Task requirements: Please format every one of the records below as a JSON list of strings, with one string per line and blank lines left out.
-- Start Input data --
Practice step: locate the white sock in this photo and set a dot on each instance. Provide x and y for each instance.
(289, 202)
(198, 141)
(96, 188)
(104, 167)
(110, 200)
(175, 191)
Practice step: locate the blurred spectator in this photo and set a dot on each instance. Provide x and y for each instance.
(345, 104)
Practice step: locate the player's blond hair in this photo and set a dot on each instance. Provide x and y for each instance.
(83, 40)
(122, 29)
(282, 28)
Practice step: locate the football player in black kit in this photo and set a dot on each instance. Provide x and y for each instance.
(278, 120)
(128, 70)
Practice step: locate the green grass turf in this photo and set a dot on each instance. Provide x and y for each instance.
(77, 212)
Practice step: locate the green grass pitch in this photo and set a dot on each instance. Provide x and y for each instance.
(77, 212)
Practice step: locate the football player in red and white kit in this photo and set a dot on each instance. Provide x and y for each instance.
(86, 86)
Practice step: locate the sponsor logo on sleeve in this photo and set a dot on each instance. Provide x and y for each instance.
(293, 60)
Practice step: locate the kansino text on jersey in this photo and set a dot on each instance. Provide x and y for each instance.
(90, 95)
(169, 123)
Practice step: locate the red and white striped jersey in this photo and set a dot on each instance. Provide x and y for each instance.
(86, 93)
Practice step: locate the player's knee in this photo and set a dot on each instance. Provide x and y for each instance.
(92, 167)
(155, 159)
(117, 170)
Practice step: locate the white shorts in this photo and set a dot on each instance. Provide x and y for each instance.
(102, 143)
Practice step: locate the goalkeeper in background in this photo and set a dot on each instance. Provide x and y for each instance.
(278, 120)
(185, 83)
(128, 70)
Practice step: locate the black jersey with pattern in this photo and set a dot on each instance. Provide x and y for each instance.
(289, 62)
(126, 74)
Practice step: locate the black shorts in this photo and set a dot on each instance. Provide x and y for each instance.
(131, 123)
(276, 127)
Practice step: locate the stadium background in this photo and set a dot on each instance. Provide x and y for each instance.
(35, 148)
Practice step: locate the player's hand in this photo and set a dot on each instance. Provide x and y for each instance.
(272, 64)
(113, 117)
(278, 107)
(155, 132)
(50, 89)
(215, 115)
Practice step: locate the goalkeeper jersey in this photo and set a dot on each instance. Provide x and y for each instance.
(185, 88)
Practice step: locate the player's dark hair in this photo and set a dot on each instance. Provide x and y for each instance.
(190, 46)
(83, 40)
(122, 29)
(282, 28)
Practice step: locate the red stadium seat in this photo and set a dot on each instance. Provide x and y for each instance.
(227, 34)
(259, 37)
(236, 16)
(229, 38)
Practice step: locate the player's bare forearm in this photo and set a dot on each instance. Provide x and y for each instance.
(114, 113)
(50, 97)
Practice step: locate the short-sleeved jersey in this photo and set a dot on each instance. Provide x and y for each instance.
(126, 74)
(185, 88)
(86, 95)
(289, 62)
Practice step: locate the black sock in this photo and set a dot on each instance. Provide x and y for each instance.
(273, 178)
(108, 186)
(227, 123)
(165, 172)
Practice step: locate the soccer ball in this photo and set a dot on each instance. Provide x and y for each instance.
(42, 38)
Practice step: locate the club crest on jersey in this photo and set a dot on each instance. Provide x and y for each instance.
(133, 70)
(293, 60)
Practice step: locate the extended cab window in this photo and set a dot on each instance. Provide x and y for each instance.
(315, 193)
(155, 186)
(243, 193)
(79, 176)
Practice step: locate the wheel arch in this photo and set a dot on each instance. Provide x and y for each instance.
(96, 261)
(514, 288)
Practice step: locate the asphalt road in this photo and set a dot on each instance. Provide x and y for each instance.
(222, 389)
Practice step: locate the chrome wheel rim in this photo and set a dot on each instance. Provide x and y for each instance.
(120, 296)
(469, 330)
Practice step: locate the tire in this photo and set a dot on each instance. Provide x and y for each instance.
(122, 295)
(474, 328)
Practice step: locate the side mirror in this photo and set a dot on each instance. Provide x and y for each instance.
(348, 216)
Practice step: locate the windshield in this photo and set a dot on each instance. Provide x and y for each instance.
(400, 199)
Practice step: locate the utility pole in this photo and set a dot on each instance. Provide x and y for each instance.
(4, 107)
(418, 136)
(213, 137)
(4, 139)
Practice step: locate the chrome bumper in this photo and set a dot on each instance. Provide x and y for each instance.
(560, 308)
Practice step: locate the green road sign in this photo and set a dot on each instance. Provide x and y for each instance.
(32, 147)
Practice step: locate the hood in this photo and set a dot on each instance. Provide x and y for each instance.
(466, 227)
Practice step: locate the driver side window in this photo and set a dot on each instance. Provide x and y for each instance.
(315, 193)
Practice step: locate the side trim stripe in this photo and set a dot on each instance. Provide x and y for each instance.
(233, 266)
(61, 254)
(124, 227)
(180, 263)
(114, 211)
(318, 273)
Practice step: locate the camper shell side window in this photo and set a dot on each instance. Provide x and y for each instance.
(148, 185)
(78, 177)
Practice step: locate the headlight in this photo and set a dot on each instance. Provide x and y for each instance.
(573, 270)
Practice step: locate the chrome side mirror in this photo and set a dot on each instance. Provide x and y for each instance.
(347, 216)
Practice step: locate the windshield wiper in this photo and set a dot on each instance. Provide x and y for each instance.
-- End Input data --
Task result:
[
  "Practice step: locate the white sock in this photo and set a dot on each instance. Provide x and y for each instance.",
  "(289, 202)",
  "(198, 141)",
  "(96, 188)",
  "(104, 167)",
  "(110, 200)",
  "(175, 191)",
  "Practice step: locate the blurred spectator in this photo and set a dot on each instance. Provide x and y for each instance.",
  "(345, 104)",
  "Practice step: locate the player's blond hair in this photo and set a dot on each instance. Provide x and y for each instance.",
  "(83, 40)",
  "(122, 29)",
  "(282, 28)",
  "Practice step: locate the football player in black kit in this photo and set a dot on each instance. Provide x and y for each instance.",
  "(278, 120)",
  "(128, 70)",
  "Practice step: locate the green grass turf in this photo and set a dot on each instance. Provide x and y for each instance.",
  "(77, 212)",
  "Practice step: locate the green grass pitch in this photo and set a dot on each instance. Provide x and y for each instance.",
  "(77, 212)",
  "Practice step: locate the football player in red and white kit in this photo and set a dot on each instance. Provide x and y for each instance.",
  "(86, 86)",
  "Practice step: locate the sponsor logo on sleeve in this photo and set a dot on each instance. Provide x and y for each instance.",
  "(293, 60)",
  "Practice step: locate the kansino text on jersey in this photo and set a dot on each instance. Provide x and y for each instance.",
  "(90, 95)",
  "(169, 123)",
  "Practice step: locate the red and white striped jersey in this photo and set a dot on each instance. Provide x and y for each instance.",
  "(86, 93)",
  "Practice step: locate the player's knee in this photo and set a dot on each instance. Provide x and y for each instance.",
  "(92, 167)",
  "(155, 159)",
  "(117, 170)",
  "Practice step: locate the white shorts in this photo and set a dot on each instance. Provide x and y for each instance.",
  "(102, 143)",
  "Practice step: locate the goalkeeper in background in this photo and set a dot on each instance. Provide x and y for each instance.",
  "(278, 120)",
  "(185, 83)",
  "(128, 70)",
  "Practice step: locate the black jersey with pattern in this photo and set a dot on each instance. Provide x and y for each instance.",
  "(289, 62)",
  "(126, 74)",
  "Practice step: locate the black shorts in this photo and set a dot on each instance. Provide x and y for each instance.",
  "(131, 123)",
  "(276, 127)",
  "Practice step: locate the stadium background in this photo and set a dot on each instance. Provide x and y for each instance.",
  "(35, 148)",
  "Practice step: locate the player's hand in this photo and set a dot on each instance. Provide x and y for each instance.",
  "(272, 64)",
  "(113, 117)",
  "(278, 107)",
  "(155, 132)",
  "(50, 89)",
  "(215, 115)",
  "Practice step: locate the goalkeeper jersey in this photo and set a dot on each instance. Provide x and y for each instance.",
  "(185, 88)",
  "Practice step: locate the player's dark hair in this photo and set a dot on each instance. Provide x and y for each instance.",
  "(190, 46)",
  "(83, 40)",
  "(122, 29)",
  "(282, 28)",
  "Practice step: locate the red stadium seat in this photo and set a dot on each instance. Provide x and y for each instance.",
  "(227, 34)",
  "(259, 37)",
  "(236, 16)",
  "(229, 38)",
  "Practice step: locate the player's bare forearm in this photo and set a dot on each instance. Provide x and y for each instance.",
  "(114, 113)",
  "(50, 97)",
  "Practice step: locate the short-sleeved jersey in this photo and set a dot on each instance. Provide x and y for each instance.",
  "(126, 74)",
  "(185, 88)",
  "(86, 95)",
  "(289, 62)",
  "Practice step: locate the black sock in this photo and set a dot on each instance. Provide x and y for each instance.",
  "(273, 178)",
  "(108, 186)",
  "(227, 123)",
  "(165, 172)",
  "Practice step: locate the soccer ball in this photo and set a dot on each instance. Provide x and y for each instance.",
  "(42, 38)",
  "Practice step: locate the club crest on jersey in this photo and set a dot on each instance. Provide x and y for each instance.",
  "(133, 70)",
  "(293, 60)",
  "Practice step: locate the extended cab window in this photo and set a dot on each instance. Provide x and y for each instance.",
  "(315, 193)",
  "(155, 186)",
  "(243, 193)",
  "(79, 176)",
  "Practice step: locate the wheel arch in this photo and set a dot on each instance. Provide x and y for each instance.",
  "(96, 261)",
  "(514, 288)",
  "Practice step: locate the asphalt road in this photo and set a dot on each instance. Provide x and y for each instance.",
  "(222, 389)",
  "Practice step: locate the chrome wheel rim in this photo and set a dot on each instance. Provide x and y for each instance.",
  "(120, 296)",
  "(469, 330)",
  "Practice step: locate the tire in this photo and set a dot on each instance. Provide x and y for each instance.",
  "(122, 295)",
  "(474, 328)",
  "Practice step: locate the side mirror in this photo and set a dot on each instance. Provide x and y for each instance.",
  "(348, 216)",
  "Practice step: locate the windshield in this photo and set a dot on each instance. Provide x and y for each instance.",
  "(400, 199)",
  "Practice step: locate the utility pole in this photo and set a dot on each instance. Provide x and y for each instance.",
  "(4, 107)",
  "(418, 136)",
  "(213, 137)",
  "(4, 139)",
  "Practice step: locate the chrome bumper in this photo and set a dot on each instance. Provide x and y for each instance.",
  "(560, 308)",
  "Practice step: locate the green road sign in this photo and set a dot on each instance. Provide x and y for each instance.",
  "(32, 147)",
  "Practice step: locate the hood in this photo and set a dot on each instance. Provide x and y for each instance.",
  "(466, 227)",
  "Practice step: locate the driver side window in this photo and set a dot on each instance. Provide x and y for each instance.",
  "(315, 193)",
  "Practice step: locate the side trim stripe in this photo and set a dot on each instance. Provide x and y for each instance.",
  "(233, 266)",
  "(61, 254)",
  "(124, 227)",
  "(180, 263)",
  "(114, 211)",
  "(318, 273)",
  "Practice step: locate the camper shell side window in this photo and set a dot on each instance. Provide x and y for each instance.",
  "(148, 185)",
  "(78, 177)",
  "Practice step: locate the headlight in this photo and set a dot on each instance. Provide x and y for each instance.",
  "(573, 270)",
  "Practice step: locate the chrome side mirror in this photo and set a dot on each instance. Provide x and y for each instance.",
  "(347, 216)",
  "Practice step: locate the windshield wiper in this photo and set a dot on each instance. Provide x and y for each instance."
]